→ EXERCISE TASK
Copy every line of the data exactly, leaving nothing out.
%%
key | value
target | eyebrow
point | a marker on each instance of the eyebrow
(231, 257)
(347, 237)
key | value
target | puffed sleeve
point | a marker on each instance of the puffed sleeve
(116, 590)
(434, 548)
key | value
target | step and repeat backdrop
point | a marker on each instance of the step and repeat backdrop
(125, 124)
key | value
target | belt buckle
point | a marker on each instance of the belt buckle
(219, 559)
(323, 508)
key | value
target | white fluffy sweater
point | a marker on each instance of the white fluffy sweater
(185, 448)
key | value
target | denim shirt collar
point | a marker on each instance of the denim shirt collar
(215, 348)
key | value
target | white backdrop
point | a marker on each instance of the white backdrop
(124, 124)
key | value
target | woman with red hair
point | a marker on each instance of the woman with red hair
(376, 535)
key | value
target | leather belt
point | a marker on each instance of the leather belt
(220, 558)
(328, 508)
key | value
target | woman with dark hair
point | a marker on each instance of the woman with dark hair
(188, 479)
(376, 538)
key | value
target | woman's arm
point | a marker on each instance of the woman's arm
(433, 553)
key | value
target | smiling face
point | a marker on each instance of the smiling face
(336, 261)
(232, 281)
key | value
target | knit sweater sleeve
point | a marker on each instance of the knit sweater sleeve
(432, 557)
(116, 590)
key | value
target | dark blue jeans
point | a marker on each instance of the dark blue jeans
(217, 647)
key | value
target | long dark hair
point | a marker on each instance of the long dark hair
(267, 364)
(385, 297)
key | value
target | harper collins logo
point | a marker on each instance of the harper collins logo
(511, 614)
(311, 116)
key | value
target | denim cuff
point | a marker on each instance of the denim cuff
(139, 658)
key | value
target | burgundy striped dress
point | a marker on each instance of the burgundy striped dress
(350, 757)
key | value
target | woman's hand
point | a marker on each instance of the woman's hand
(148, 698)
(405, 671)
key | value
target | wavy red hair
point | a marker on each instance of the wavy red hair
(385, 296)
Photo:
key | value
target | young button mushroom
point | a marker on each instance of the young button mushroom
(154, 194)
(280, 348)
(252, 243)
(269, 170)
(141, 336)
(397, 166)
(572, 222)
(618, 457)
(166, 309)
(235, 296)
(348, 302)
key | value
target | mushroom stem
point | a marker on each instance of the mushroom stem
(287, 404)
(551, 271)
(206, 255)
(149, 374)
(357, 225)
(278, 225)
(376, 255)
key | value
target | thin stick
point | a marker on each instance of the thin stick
%%
→ THE REPLY
key | value
target | eyebrow
point | a marker on each instance of the eyebrow
(231, 257)
(347, 237)
key | value
target | puffed sleeve
point | a marker on each instance of the puffed sleeve
(116, 590)
(434, 548)
key | value
target | step and repeat backdrop
point | a marker on each instance of the step and repeat backdrop
(125, 124)
key | value
target | belt buckle
point | a marker on each instance of the belt buckle
(219, 559)
(323, 508)
key | value
target | white fluffy sweater
point | a marker on each instance of the white fluffy sweater
(185, 448)
key | value
target | denim shirt collar
point | a marker on each instance of the denim shirt collar
(215, 348)
key | value
target | white backdrop
point | a marker on each instance of the white backdrop
(124, 124)
key | value
target | woman with red hair
point | a marker on each instance of the woman with red hair
(376, 535)
key | value
target | leather belt
point | a marker on each instance of the leather belt
(220, 558)
(328, 508)
key | value
target | woman with dark hair
point | a marker on each instance of the woman with dark hair
(188, 479)
(376, 538)
key | value
target | woman's arm
point | a marker on each instance of the woman's arm
(433, 553)
key | value
target | smiling face
point | a marker on each instance of the smiling face
(336, 261)
(232, 281)
key | value
target | knit sweater sleeve
point | a marker on each instance of the knit sweater sleeve
(432, 557)
(116, 590)
key | value
target | dark blue jeans
point | a marker on each instance of the dark blue jeans
(217, 647)
key | value
target | long dark hair
point | a marker on each instance of the long dark hair
(267, 364)
(385, 297)
key | value
target | harper collins logo
point | a marker on each instance of the harper collins logo
(511, 614)
(311, 116)
key | value
target | denim cuff
point | a marker on each instance of the denim cuff
(139, 658)
key | value
target | burgundy striped dress
point | a marker on each instance of the burgundy striped dress
(350, 757)
key | value
target | woman's hand
point | a marker on each instance of the woman's hand
(148, 698)
(405, 671)
key | value
target | wavy red hair
point | a marker on each instance of the wavy red hair
(385, 296)
Photo:
key | value
target | young button mushroom
point | a marker on each instance of the young button mushroom
(154, 194)
(280, 348)
(252, 243)
(269, 170)
(141, 336)
(397, 166)
(572, 222)
(618, 457)
(166, 309)
(235, 296)
(348, 302)
key | value
target | mushroom stem
point | a marker on each instance of the mushroom stem
(287, 404)
(551, 271)
(206, 255)
(149, 374)
(357, 225)
(278, 225)
(376, 255)
key | value
target | thin stick
point | a marker on each instance of the thin stick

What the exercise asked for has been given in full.